# WORK INSTRUCTIONS
Reproduce the data below word for word, leaving out the pictures.

# SOURCE DATA
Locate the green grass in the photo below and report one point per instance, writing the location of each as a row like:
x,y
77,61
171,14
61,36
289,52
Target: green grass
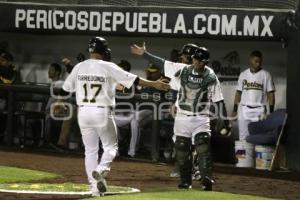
x,y
181,195
12,175
57,187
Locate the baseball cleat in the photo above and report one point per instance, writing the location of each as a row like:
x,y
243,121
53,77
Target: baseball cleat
x,y
101,182
184,186
207,183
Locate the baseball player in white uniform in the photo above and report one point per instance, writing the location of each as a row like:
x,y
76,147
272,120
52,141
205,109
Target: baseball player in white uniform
x,y
198,86
94,81
255,88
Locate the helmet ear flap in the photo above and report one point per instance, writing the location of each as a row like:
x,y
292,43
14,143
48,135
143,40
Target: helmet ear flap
x,y
202,54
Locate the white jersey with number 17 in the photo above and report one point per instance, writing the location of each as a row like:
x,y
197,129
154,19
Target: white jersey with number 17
x,y
95,81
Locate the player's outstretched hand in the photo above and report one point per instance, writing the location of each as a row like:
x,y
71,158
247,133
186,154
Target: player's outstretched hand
x,y
161,85
66,61
138,50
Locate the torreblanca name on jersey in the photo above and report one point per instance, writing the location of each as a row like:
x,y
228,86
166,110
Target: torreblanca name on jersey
x,y
91,78
195,79
252,85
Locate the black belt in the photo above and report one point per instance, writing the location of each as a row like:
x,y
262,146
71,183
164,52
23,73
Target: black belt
x,y
253,106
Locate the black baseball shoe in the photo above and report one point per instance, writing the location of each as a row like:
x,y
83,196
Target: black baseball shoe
x,y
101,182
207,183
184,186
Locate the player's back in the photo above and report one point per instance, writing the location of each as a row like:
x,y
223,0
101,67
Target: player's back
x,y
95,85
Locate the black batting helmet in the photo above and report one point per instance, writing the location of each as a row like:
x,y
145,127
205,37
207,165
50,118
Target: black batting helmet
x,y
202,54
188,49
98,45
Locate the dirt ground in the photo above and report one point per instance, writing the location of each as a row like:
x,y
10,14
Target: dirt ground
x,y
147,175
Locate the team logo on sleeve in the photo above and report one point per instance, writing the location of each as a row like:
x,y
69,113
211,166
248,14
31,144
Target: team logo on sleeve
x,y
252,85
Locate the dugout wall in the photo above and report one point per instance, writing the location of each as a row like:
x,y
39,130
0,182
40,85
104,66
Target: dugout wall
x,y
40,34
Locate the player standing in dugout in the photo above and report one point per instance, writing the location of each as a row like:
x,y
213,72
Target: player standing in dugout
x,y
94,81
197,87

# CORRECT RESULT
Locate the green grass in the photo below and report one point per instance, writing the location of each as a row like:
x,y
77,61
171,14
61,36
289,52
Target: green grass
x,y
181,195
12,175
57,187
Locate the baseball cleat in the photo above and report one point per instance, writing the location of each as a row like:
x,y
243,121
53,77
Target: baseball cleat
x,y
101,182
184,186
207,183
Locate the baseball player in white uniform in the photo above and report one point per instance, writing the location of each as a row like:
x,y
76,147
272,120
52,141
205,109
Target: baseball player in white uniform
x,y
198,86
94,81
255,88
Locate the helmet ear flap in the photo above and report one point per instance, writing the location of each as a row like:
x,y
292,43
14,143
48,135
143,40
Target: helmet ear flap
x,y
202,54
Locate the white jersey with number 17 in the photo above and report one point per instance, writing the location of each as a row like:
x,y
197,129
154,19
Target: white jersey with number 17
x,y
95,81
Locate the player's outstretched hand in the photo above and report one point per instance, writing the location of each as a row like:
x,y
71,158
247,133
186,154
Target: player's outstretched hand
x,y
161,85
66,61
138,50
Locate the torreblanca name on jersey in the photo above and report one point per instance, writing the location of each as a row like:
x,y
228,86
166,110
Target: torreblanca name on jersey
x,y
91,78
195,79
252,85
Locate the black belt in the photo above and report one point per instance, writing the location of each as a row like:
x,y
262,146
71,183
164,52
23,73
Target: black belt
x,y
253,106
Locate the black baseball shoe in the photo above and report one point per instance, writing the location of each as a row like:
x,y
83,196
Target: black baseball shoe
x,y
101,182
207,183
184,186
Locate the player's back in the photo above and report one point per instance, writing the location of each as a row like:
x,y
223,0
101,67
Target: player's back
x,y
95,85
Locate the black batting helmet in the photo above and report one point per instance, writing the location of each as a row like:
x,y
145,127
205,37
207,165
50,118
Target: black batting helmet
x,y
202,54
188,49
98,45
Locate the dirt ground in the photo above and report one point per instance, writing the location of each as a row like:
x,y
10,14
Target: dirt ground
x,y
147,175
Locate the team logo on sleeve in the photo above and report one point per instance, writing the location of each as a row like:
x,y
69,113
211,166
248,14
31,144
Target: team logo on sleeve
x,y
252,85
Locate the dugout wall in the photo above and report one point per instance, writing the location of each as a row like:
x,y
39,130
0,182
40,85
104,66
Target: dugout wall
x,y
40,34
Locate the player standing in dugout in the photo above and report one point per instance, writing the location of each as a row like:
x,y
213,72
Target: player standing in dugout
x,y
94,81
197,87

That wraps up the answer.